#### QUOTED TEXT
↓
This time around, he has raised an issue that governments assiduously keep under wraps - malnutrition. Two surveys conducted this year by the Tribal Research and Training Institute (TRTI) - which he heads as Commissioner - in Maharashtra's Nandurbar and Thane districts, reveal that the deaths of many tribal children in these areas were related to malnutrition. The government has responded by issuing a show-cause notice to him. But as usual, Bhatia is sticking to his guns.
Click here to see the TRTI report

Though this report is the most publicised one over the past month, there have been others. The officer has interpreted the mandate of TRTI to include investigation into the status of various schemes meant for tribal communities. He says, "This institution is meant to do research and training. But research in what - in folklore of tribals, artefacts and paintings they produce, or make stupid calendars? Why don't we show malnutrition, death by snake bites, lack of food, lack of clothing and basic necessities, why don't we show their deprivation, poverty, hunger, their lack of land titles, payment of money to get even firewood. We'll do research in implementation and evaluation of schemes meant for the uplift of tribals, implementation of land schemes."
↑
#### PROBLEM A
State whether each of the statements below agrees with the passage on the TRTI surveys, answering yes or no for each and quoting the deciding words of the passage exactly: (i) the two surveys were conducted in the Nandurbar and Thane districts; (ii) the government responded to the surveys by commending Bhatia; (iii) Bhatia heads the TRTI as Commissioner.
The passage on the TRTI surveys and the entries that follow it are unrelated to each other.

#### WORKING DATA
↓
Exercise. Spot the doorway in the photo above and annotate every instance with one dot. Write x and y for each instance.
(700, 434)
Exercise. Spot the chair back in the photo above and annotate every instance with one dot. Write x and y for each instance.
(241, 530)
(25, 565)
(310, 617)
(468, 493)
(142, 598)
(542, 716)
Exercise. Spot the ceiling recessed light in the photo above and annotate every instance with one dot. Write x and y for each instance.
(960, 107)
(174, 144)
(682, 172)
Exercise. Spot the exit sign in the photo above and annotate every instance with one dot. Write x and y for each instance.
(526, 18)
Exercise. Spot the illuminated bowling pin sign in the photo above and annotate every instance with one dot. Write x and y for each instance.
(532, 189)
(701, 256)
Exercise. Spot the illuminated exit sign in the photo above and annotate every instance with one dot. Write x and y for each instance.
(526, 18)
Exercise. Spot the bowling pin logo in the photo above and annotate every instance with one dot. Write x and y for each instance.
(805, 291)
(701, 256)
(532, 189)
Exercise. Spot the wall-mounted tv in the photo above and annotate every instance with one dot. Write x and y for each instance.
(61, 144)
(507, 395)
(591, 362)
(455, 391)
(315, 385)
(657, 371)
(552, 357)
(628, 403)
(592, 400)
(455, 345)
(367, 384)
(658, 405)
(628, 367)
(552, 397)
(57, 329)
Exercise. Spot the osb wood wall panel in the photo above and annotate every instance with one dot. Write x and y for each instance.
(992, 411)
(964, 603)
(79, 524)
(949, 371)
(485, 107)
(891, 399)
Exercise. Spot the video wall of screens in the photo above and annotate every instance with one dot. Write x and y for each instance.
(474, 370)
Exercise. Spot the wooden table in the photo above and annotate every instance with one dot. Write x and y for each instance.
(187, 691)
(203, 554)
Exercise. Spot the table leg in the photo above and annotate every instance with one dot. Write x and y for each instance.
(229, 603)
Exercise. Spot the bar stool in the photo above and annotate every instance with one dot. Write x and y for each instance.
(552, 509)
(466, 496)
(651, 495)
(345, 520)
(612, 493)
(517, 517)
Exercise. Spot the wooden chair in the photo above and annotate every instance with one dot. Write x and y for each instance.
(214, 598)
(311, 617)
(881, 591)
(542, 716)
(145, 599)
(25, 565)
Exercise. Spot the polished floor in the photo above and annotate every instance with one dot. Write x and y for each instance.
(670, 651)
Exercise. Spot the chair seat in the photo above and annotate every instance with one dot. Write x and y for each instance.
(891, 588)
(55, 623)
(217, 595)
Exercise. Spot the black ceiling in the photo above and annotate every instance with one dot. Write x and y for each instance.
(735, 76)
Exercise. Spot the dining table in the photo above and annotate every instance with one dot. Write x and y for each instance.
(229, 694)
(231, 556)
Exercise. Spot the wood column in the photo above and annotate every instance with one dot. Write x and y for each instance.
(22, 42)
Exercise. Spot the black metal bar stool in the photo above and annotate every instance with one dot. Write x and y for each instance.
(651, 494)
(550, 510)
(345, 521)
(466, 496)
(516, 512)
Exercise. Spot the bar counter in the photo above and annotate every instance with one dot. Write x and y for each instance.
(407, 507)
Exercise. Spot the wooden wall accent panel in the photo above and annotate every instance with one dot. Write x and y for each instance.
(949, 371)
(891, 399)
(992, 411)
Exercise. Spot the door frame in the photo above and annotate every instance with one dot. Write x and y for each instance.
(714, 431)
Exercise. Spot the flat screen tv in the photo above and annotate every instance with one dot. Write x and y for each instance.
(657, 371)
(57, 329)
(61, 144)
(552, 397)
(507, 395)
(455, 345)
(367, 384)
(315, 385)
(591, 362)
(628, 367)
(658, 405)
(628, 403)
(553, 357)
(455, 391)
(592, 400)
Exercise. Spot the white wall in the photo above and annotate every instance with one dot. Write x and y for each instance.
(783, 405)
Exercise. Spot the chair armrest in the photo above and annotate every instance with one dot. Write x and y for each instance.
↑
#### PROBLEM B
Locate every line of the entries that contains the word "stool", and copy each such line.

#### FULL RESPONSE A
(i) Yes: "in Maharashtra's Nandurbar and Thane districts"
(ii) No: "The government has responded by issuing a show-cause notice to him."
(iii) Yes: "which he heads as Commissioner"

#### FULL RESPONSE B
Exercise. Spot the bar stool in the photo above and annotate every instance with one dot. Write x and y for each instance.
Exercise. Spot the black metal bar stool in the photo above and annotate every instance with one dot. Write x and y for each instance.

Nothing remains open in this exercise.